→ **RECORD SET**:
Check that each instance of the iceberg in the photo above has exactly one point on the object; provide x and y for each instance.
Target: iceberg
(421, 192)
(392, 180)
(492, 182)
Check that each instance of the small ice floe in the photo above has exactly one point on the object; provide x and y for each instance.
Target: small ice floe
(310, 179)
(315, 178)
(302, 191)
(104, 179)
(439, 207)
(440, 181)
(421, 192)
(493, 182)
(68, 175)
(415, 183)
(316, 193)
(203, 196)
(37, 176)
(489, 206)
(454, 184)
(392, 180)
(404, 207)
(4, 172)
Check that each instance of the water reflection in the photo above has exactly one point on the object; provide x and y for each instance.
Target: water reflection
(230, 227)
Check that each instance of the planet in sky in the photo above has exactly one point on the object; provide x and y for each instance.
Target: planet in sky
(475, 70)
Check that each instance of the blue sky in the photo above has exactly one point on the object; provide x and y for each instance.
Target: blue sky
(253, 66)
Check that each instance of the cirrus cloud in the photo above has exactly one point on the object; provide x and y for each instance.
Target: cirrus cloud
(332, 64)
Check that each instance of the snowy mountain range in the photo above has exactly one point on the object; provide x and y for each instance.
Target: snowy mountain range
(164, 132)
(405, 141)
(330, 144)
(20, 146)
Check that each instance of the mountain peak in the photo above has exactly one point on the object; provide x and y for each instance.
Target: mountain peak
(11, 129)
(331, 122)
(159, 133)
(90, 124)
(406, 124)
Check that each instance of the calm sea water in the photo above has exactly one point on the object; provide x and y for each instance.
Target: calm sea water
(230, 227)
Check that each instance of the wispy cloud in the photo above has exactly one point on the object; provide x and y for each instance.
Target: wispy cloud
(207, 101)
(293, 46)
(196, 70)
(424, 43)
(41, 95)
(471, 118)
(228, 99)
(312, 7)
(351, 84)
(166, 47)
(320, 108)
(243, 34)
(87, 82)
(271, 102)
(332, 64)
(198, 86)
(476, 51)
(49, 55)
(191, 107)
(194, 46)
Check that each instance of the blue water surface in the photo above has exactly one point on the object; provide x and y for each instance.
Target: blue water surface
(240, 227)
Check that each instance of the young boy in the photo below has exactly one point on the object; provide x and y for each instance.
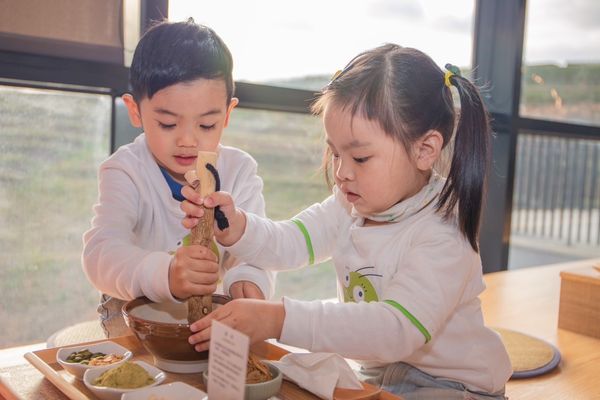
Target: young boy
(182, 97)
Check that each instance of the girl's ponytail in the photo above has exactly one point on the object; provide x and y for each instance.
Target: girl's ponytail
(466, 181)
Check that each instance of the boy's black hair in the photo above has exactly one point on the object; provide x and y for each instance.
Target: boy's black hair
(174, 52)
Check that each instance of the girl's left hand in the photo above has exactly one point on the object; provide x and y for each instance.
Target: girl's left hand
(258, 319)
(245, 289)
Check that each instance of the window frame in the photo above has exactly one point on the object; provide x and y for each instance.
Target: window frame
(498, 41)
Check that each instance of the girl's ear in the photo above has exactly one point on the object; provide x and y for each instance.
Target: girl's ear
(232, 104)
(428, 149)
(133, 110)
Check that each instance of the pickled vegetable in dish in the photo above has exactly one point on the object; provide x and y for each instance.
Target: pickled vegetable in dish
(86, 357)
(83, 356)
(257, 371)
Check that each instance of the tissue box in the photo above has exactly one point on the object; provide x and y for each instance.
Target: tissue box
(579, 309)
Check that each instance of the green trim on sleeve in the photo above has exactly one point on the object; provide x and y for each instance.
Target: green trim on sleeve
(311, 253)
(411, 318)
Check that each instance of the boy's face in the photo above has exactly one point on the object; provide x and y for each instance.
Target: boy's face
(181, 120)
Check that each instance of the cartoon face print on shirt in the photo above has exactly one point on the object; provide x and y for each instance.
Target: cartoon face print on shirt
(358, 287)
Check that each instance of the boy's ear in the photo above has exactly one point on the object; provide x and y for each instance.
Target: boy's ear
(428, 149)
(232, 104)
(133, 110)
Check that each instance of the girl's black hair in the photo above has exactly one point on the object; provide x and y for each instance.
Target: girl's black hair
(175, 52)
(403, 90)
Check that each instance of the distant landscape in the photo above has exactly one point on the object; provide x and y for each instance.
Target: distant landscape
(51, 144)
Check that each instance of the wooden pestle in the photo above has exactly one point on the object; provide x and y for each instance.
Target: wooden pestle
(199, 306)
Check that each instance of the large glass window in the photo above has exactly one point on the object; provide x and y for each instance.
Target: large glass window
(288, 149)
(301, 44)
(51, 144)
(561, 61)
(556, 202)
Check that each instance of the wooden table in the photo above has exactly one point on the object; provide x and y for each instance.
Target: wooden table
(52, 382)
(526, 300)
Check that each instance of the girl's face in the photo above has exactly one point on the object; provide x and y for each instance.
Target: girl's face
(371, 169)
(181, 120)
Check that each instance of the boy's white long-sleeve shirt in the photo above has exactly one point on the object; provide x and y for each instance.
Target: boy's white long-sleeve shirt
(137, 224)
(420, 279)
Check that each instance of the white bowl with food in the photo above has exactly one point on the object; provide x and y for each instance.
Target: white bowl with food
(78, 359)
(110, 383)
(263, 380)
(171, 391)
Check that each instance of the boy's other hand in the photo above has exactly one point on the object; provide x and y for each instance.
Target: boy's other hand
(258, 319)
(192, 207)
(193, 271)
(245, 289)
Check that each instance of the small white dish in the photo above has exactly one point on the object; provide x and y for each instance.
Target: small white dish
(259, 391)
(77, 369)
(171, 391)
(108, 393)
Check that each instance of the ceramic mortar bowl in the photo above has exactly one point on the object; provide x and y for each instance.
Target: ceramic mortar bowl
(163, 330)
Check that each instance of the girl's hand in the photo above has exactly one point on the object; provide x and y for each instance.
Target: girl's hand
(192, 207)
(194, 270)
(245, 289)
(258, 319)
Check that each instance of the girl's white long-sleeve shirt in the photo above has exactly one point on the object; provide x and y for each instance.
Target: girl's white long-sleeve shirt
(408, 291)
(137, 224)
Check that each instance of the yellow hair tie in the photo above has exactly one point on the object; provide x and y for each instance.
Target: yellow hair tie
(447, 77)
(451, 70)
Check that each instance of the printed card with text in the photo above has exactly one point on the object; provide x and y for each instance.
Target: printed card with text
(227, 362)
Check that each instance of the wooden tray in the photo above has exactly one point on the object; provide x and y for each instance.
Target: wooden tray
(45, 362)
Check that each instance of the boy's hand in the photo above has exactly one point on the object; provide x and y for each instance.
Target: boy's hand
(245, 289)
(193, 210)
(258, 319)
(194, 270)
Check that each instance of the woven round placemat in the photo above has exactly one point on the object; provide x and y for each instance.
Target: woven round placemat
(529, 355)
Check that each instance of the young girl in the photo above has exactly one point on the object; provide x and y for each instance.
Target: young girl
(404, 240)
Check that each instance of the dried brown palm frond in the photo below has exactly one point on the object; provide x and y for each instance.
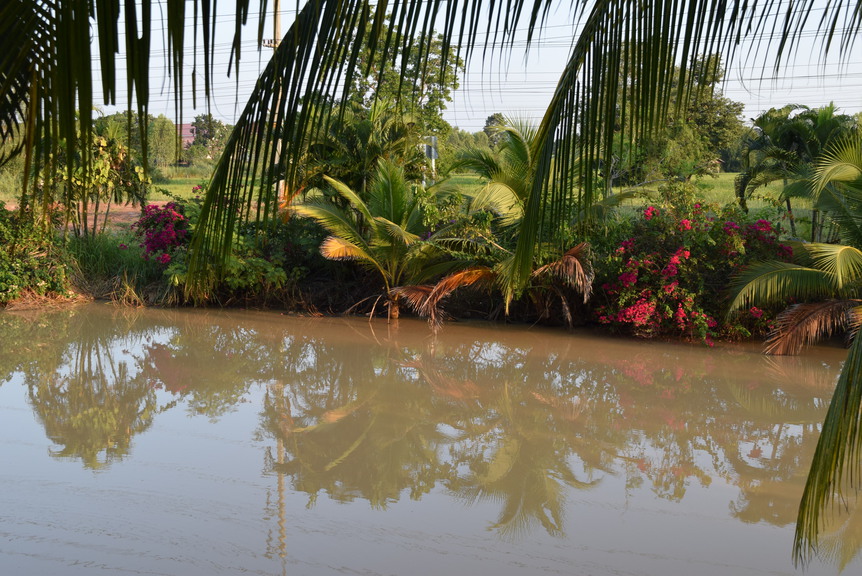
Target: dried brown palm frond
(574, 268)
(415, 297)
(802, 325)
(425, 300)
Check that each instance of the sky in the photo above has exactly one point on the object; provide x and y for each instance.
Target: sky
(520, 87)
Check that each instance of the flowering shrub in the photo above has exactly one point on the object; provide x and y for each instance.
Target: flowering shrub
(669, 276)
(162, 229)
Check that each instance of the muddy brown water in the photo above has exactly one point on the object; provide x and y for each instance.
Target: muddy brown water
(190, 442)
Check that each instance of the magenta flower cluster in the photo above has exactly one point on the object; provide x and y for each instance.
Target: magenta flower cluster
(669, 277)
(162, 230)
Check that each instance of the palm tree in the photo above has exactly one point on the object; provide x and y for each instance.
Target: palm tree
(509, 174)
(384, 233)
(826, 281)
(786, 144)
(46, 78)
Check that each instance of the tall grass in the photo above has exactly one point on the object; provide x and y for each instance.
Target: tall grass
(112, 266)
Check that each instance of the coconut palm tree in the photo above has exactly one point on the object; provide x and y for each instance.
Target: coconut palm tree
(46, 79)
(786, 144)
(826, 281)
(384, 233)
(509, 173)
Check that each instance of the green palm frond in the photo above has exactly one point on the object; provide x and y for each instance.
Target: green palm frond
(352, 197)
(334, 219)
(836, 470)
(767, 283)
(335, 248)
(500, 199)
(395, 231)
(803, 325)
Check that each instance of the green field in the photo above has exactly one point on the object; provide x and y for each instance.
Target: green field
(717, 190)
* * *
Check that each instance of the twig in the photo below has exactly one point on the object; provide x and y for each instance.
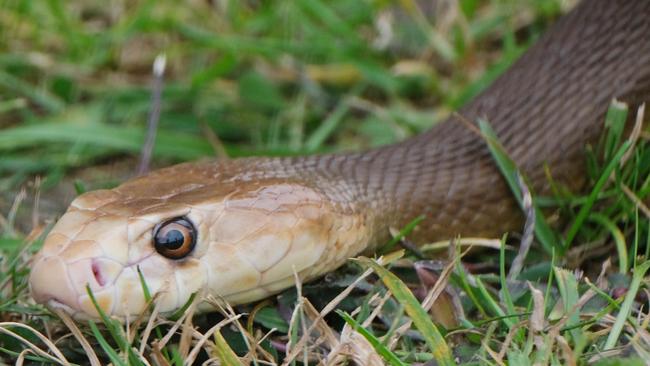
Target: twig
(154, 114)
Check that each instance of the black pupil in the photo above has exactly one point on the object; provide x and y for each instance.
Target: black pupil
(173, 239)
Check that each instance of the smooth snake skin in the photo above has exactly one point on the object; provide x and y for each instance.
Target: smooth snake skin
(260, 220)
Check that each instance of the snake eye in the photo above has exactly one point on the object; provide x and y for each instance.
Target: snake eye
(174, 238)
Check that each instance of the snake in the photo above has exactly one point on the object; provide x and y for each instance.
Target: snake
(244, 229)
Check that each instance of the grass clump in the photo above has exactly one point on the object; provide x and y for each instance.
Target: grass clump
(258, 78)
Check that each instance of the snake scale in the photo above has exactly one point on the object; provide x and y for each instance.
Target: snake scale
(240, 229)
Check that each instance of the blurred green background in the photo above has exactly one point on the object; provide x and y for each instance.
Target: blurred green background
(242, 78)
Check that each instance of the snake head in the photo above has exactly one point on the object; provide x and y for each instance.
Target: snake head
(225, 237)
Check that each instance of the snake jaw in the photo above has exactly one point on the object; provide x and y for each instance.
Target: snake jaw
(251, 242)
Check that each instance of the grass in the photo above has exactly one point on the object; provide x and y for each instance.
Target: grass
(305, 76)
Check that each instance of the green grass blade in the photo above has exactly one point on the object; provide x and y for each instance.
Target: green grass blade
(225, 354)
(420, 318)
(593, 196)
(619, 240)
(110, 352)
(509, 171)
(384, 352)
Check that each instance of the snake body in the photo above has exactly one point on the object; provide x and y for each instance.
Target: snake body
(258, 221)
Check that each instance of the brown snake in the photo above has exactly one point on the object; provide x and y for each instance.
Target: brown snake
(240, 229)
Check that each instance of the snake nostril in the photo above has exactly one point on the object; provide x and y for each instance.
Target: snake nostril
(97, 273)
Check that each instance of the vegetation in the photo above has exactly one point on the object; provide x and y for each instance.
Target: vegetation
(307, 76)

→ **WHAT YOU SHOULD DO**:
Across the records, how many lines carry the word "below"? The answer should be a number alone.

→ **YOUR SOLUTION**:
3